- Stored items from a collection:
================================
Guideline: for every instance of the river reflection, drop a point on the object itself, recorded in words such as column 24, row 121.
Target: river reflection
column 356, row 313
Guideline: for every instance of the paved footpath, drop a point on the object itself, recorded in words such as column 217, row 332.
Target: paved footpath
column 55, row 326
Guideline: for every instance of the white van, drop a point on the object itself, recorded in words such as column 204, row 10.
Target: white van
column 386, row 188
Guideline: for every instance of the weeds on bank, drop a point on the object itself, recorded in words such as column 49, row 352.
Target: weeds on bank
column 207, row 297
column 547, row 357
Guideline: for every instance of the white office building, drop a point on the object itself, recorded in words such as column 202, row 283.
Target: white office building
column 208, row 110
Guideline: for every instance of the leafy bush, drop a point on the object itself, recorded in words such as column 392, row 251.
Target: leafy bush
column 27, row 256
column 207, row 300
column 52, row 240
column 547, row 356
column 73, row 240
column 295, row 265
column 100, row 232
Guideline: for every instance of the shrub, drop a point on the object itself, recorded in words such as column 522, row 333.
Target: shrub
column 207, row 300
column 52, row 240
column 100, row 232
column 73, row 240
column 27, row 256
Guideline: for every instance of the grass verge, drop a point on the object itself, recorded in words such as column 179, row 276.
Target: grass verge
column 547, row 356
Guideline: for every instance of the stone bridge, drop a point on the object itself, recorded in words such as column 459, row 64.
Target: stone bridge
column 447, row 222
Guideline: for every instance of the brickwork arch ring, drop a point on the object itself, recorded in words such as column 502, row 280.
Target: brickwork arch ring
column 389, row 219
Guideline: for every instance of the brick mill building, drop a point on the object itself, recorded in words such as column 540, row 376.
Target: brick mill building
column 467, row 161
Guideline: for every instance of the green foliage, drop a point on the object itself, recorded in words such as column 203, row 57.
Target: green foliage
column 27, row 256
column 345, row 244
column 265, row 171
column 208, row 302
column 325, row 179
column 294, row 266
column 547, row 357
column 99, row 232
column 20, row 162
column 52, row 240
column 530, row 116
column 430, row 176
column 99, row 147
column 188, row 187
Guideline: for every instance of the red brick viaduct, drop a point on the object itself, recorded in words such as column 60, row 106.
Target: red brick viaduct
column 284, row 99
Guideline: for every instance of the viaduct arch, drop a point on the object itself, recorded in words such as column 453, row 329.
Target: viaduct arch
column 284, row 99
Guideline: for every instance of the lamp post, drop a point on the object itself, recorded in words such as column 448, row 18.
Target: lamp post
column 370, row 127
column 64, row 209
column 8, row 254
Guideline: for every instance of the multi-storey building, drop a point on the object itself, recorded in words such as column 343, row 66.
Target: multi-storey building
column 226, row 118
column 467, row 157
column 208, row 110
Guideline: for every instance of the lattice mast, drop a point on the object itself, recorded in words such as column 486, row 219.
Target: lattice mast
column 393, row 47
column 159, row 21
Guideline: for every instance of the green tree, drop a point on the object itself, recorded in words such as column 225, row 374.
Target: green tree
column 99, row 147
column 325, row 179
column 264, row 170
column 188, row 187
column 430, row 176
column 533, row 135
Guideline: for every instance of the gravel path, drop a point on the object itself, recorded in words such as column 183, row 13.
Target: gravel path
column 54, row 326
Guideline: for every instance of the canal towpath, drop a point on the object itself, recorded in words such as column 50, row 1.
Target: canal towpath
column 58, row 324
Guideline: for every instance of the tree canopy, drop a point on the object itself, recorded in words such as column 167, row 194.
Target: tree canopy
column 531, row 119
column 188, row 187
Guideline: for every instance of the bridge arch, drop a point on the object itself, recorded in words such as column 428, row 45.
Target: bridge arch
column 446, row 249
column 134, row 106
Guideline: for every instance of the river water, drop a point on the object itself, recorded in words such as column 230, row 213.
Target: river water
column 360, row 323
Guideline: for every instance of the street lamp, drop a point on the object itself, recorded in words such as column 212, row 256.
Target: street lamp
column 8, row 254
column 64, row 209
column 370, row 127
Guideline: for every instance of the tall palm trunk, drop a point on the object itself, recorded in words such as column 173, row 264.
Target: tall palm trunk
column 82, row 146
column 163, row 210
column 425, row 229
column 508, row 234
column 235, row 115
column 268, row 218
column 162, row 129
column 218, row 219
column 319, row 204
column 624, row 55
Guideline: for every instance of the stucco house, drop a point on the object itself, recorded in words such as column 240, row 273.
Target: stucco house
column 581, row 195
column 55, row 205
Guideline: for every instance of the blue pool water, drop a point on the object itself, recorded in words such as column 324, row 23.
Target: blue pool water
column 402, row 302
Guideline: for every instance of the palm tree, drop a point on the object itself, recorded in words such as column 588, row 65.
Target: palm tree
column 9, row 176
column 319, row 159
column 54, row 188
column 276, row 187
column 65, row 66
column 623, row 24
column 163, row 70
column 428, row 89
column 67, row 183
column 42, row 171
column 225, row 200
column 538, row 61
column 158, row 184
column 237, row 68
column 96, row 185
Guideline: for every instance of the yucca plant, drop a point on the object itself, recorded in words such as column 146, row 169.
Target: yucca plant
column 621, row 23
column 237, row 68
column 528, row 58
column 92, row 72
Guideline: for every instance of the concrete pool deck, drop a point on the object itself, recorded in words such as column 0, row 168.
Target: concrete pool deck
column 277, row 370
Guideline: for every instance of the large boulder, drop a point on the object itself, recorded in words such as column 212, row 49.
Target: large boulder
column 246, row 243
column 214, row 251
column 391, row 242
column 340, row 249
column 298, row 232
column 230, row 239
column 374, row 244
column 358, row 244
================================
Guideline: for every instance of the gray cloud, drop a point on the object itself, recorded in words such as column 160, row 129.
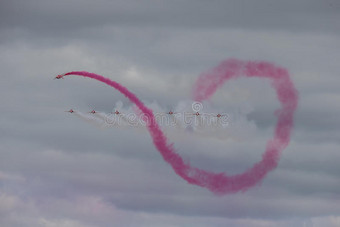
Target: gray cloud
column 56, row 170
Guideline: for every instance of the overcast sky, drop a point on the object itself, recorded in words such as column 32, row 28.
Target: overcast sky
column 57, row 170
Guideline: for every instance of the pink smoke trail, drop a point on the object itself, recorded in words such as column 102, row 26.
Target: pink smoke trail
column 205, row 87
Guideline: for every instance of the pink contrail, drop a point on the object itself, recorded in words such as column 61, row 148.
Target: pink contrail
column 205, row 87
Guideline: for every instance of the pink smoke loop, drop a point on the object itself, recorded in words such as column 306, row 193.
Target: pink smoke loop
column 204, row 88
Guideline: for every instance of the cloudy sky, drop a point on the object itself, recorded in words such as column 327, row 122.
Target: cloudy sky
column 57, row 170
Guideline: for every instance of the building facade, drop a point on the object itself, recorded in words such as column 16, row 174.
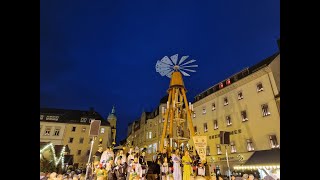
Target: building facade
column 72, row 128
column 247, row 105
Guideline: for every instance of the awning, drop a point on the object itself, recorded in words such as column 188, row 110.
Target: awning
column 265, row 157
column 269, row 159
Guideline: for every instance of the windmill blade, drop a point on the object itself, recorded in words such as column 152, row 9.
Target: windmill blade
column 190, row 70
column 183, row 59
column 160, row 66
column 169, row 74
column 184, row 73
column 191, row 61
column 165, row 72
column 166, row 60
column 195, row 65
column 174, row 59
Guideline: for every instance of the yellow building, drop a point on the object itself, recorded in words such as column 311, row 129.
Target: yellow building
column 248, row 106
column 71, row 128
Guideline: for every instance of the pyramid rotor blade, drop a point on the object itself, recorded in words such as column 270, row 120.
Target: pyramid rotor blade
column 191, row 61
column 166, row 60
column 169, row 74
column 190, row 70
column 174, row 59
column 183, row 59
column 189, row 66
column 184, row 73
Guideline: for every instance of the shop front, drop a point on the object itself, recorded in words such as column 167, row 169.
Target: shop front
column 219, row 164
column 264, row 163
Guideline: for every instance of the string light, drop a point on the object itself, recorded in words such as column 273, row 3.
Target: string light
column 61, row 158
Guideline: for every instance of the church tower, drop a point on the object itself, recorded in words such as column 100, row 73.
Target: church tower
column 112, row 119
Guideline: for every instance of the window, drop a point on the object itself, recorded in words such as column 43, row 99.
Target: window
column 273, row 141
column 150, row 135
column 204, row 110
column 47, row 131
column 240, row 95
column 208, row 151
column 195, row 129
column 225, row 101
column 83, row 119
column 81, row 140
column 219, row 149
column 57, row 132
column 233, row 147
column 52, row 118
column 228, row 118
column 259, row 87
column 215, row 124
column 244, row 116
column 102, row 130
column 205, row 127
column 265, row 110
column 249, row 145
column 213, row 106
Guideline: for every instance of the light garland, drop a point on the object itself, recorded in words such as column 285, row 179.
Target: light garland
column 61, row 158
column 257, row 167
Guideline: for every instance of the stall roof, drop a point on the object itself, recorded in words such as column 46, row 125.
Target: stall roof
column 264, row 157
================================
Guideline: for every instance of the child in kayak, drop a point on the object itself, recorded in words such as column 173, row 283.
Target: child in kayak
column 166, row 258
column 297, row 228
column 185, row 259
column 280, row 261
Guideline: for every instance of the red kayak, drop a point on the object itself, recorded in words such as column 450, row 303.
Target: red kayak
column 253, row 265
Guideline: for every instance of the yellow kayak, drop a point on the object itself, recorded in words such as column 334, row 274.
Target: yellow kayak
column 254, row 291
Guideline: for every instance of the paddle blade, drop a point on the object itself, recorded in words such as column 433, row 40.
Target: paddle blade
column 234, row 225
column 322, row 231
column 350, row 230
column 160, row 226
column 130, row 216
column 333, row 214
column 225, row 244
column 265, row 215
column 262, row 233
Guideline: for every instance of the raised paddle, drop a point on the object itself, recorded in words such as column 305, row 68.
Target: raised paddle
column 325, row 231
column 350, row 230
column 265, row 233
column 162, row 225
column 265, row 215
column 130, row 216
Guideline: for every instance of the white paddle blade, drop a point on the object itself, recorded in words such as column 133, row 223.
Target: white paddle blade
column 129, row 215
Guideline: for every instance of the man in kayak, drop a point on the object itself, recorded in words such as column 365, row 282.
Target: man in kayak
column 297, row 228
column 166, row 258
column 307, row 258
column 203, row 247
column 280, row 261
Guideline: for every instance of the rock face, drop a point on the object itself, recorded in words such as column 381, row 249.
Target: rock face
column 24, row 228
================================
Beginning at the line above that contains "Guideline: for every instance of the river reflection, drop", return each line exactly through the line that contains "Guideline: for every instance of the white office", and no others.

- Answer to the problem:
Guideline: for every instance of the river reflection, drop a point on the object itself, recorded in words such as column 24, row 121.
Target: river reflection
column 356, row 313
Guideline: for every instance of the paved footpath, drop a point on the object itself, recorded in words such as column 217, row 332.
Target: paved footpath
column 55, row 326
Guideline: for every instance of the white van, drop a point on the object itself, recorded in words such as column 204, row 10.
Target: white van
column 386, row 188
Guideline: for every instance of the weeds on bank, drop a point on the object itself, recorded in words such as column 49, row 352.
Target: weeds on bank
column 207, row 297
column 547, row 357
Guideline: for every instance of the white office building, drop a point on the object itself, recorded in words such as column 202, row 283.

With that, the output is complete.